╭──
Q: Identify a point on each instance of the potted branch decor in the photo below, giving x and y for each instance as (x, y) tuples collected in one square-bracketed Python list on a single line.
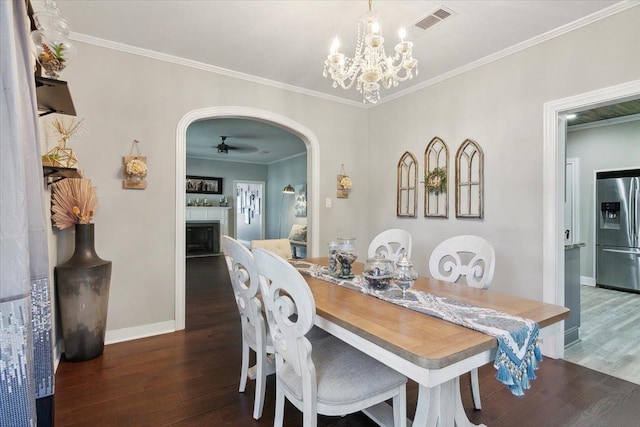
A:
[(82, 283)]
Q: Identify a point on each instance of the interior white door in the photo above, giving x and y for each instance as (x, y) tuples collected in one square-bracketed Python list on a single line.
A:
[(249, 211)]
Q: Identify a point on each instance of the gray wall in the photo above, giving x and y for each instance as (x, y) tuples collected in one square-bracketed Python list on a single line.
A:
[(613, 146), (228, 171)]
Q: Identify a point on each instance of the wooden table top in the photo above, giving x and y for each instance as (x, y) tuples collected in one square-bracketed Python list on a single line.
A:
[(424, 340)]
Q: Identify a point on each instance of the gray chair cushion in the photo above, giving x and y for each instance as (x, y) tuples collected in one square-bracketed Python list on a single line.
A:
[(343, 373)]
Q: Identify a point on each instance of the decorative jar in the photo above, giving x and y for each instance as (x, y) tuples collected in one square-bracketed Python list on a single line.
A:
[(405, 275), (378, 272), (346, 255)]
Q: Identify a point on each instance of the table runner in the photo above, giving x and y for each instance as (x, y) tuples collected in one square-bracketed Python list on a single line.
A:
[(518, 352)]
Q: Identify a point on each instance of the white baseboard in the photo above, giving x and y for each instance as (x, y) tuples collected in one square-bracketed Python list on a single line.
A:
[(587, 281), (128, 334)]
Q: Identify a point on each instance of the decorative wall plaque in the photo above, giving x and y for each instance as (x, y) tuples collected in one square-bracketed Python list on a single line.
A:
[(407, 190), (436, 179), (469, 180)]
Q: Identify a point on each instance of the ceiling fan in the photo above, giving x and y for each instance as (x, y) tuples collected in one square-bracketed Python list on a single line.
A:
[(223, 147)]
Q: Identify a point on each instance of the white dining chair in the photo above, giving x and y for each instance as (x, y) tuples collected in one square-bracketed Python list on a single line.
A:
[(255, 336), (323, 376), (392, 244), (469, 257)]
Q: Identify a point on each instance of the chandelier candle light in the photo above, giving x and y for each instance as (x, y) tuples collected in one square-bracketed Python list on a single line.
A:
[(370, 67)]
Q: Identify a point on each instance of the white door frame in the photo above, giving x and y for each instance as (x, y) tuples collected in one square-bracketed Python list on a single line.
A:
[(574, 162), (313, 174), (553, 167)]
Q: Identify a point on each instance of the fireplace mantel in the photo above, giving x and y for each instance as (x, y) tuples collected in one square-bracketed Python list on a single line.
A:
[(209, 214)]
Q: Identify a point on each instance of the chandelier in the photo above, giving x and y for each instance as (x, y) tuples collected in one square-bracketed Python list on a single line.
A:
[(370, 68)]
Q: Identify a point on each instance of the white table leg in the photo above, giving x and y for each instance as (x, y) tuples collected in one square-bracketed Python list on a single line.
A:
[(441, 406)]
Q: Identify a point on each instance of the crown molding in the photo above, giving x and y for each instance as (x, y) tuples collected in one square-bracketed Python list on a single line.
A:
[(96, 41), (606, 122), (590, 19)]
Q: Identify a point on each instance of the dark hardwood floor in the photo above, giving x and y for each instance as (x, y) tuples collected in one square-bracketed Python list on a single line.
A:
[(190, 378)]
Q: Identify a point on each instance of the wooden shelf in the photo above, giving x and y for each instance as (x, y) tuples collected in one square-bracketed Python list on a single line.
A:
[(55, 173)]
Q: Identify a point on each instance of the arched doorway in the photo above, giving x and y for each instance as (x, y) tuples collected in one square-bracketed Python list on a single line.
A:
[(274, 119)]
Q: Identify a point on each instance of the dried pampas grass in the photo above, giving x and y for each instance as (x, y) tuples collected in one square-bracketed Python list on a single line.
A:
[(74, 202)]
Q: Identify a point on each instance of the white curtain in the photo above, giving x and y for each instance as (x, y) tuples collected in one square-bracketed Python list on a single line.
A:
[(26, 355)]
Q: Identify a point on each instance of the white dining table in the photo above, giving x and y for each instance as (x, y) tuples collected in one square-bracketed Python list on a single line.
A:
[(430, 351)]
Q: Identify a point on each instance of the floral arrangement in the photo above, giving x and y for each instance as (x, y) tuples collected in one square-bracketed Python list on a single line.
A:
[(74, 201), (66, 129), (136, 167), (436, 180), (52, 60), (61, 155), (346, 183)]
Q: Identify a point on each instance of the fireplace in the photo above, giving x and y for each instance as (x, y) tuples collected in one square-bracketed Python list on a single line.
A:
[(202, 239)]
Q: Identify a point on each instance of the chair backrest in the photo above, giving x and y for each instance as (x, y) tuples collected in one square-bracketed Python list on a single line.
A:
[(392, 244), (291, 311), (246, 286), (469, 256), (280, 247)]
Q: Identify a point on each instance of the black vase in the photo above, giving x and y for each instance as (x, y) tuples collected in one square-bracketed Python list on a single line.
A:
[(82, 287)]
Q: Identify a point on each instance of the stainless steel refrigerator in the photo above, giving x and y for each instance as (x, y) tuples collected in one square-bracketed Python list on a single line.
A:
[(618, 229)]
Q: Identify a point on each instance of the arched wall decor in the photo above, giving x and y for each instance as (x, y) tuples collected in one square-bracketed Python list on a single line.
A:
[(469, 180), (436, 179), (407, 193)]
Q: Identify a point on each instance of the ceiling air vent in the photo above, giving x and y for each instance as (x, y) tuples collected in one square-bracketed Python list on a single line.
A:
[(434, 18)]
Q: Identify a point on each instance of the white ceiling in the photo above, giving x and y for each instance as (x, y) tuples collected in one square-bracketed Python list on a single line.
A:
[(284, 43)]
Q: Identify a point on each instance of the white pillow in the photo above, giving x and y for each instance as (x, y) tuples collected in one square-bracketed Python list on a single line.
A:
[(298, 233)]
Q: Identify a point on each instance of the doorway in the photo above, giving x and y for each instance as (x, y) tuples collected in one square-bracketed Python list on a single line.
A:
[(313, 171), (555, 128)]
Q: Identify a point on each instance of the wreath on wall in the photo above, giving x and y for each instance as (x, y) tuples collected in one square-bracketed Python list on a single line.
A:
[(436, 180)]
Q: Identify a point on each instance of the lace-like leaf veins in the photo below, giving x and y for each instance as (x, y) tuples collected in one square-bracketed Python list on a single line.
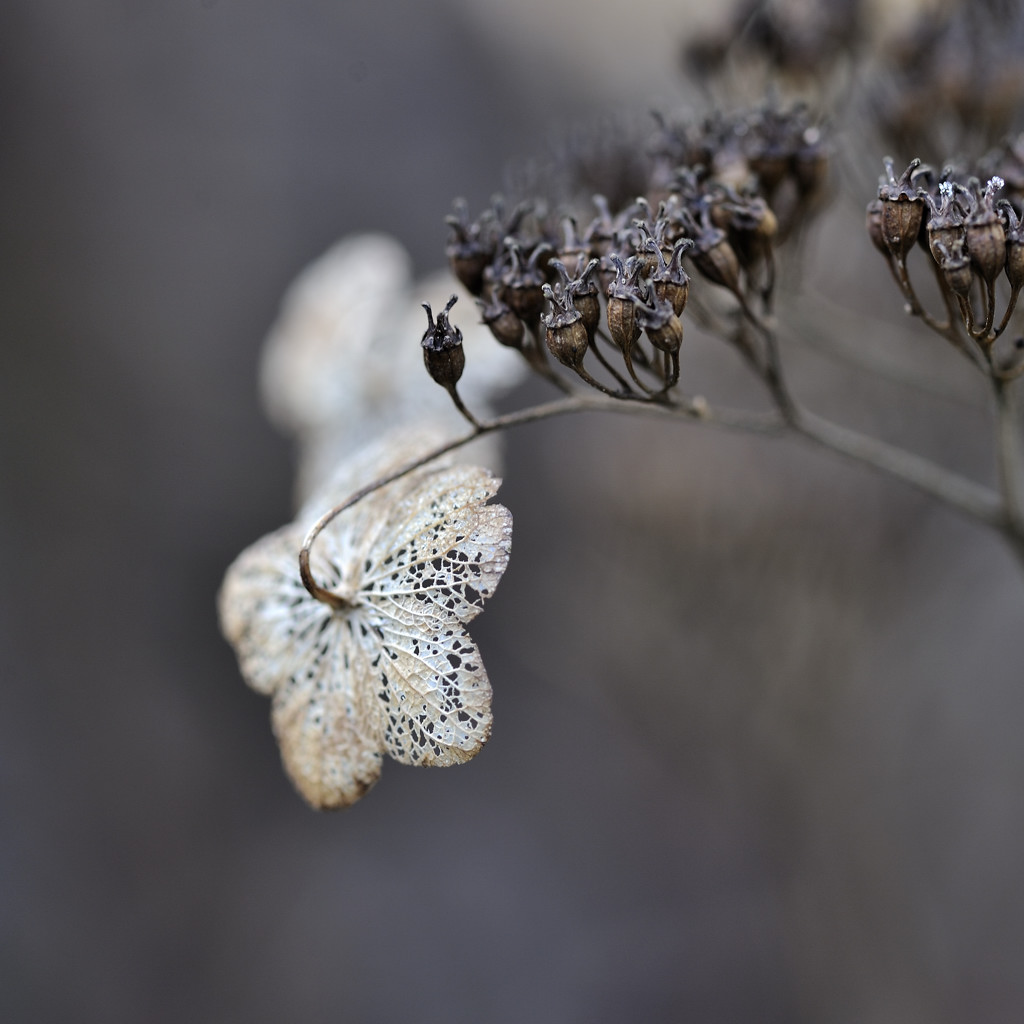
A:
[(393, 671)]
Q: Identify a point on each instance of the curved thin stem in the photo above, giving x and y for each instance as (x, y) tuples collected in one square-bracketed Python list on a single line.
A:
[(694, 409)]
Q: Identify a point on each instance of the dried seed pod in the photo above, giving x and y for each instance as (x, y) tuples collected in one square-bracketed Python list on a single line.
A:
[(504, 324), (955, 266), (670, 281), (664, 328), (470, 250), (713, 255), (623, 294), (986, 239), (566, 334), (945, 221), (583, 291), (522, 284), (902, 209), (442, 351)]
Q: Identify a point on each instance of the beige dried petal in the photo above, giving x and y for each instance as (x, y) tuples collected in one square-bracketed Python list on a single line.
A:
[(343, 365), (393, 672)]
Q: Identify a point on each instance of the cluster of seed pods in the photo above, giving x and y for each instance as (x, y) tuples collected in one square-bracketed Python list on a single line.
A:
[(565, 283), (972, 237)]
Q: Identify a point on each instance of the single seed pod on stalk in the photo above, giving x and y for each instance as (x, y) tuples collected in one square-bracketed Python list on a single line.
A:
[(986, 239), (566, 334), (902, 209), (500, 317), (442, 351), (670, 281)]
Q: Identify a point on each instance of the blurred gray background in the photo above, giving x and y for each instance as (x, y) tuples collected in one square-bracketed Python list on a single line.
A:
[(757, 748)]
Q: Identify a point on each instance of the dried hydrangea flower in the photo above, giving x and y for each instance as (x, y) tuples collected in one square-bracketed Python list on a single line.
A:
[(342, 366), (387, 667)]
╰──
_Problem statement_
Copy the records word for word, starting at the line with "Q: Identify a point on each instance of the white door" and continuing up to and including the line with "[(370, 68)]".

_Exercise result_
Q: Identify a point on each instance of the white door frame in the photo above, giving x and y for each instance as (x, y) tuples collected in one square-bracketed Python list on a single line.
A:
[(574, 162), (313, 174), (553, 167)]
Q: Identify a point on each instance of the fireplace mantel in the photo above, giving x and y for each instance as (x, y) tuples collected in one square-bracketed Python list on a single line.
A:
[(209, 214)]
Q: Identify a point on each instance of the chandelier in the photo above, giving x and y for each instance as (x, y) tuples collected in one square-bracketed Python list on a single line.
A:
[(370, 68)]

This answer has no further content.